> Problem details
Please copy out the entire listing below, requests and all, and shift every coordinate value in the answers by -97.

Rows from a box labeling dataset
§ §

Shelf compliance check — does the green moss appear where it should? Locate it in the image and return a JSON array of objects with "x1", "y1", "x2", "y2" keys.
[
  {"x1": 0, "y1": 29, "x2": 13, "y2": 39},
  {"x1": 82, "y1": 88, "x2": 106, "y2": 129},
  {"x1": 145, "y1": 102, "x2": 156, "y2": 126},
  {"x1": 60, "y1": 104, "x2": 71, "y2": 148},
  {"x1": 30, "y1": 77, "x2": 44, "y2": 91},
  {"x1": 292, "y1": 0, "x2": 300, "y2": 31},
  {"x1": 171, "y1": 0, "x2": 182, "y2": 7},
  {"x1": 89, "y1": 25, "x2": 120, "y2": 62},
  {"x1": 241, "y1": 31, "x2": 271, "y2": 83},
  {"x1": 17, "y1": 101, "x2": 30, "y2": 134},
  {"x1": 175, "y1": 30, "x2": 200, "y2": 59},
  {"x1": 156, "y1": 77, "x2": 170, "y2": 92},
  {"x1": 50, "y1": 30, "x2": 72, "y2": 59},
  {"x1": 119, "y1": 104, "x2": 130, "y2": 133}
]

§ §

> Written answer
Shelf compliance check — does the green moss appear where it should? Locate it in the image and return a JSON array of objects with "x1", "y1", "x2", "y2" keys.
[
  {"x1": -97, "y1": -68, "x2": -84, "y2": -58},
  {"x1": -15, "y1": -9, "x2": 9, "y2": 32},
  {"x1": 48, "y1": 5, "x2": 59, "y2": 29},
  {"x1": -37, "y1": 7, "x2": -26, "y2": 51},
  {"x1": -67, "y1": -20, "x2": -53, "y2": -6},
  {"x1": 195, "y1": -97, "x2": 203, "y2": -66},
  {"x1": 74, "y1": -97, "x2": 85, "y2": -90},
  {"x1": -8, "y1": -72, "x2": 23, "y2": -35},
  {"x1": 144, "y1": -66, "x2": 174, "y2": -14},
  {"x1": -80, "y1": 4, "x2": -67, "y2": 37},
  {"x1": 78, "y1": -67, "x2": 103, "y2": -38},
  {"x1": 59, "y1": -20, "x2": 73, "y2": -5},
  {"x1": -47, "y1": -67, "x2": -25, "y2": -38},
  {"x1": 22, "y1": 7, "x2": 33, "y2": 36}
]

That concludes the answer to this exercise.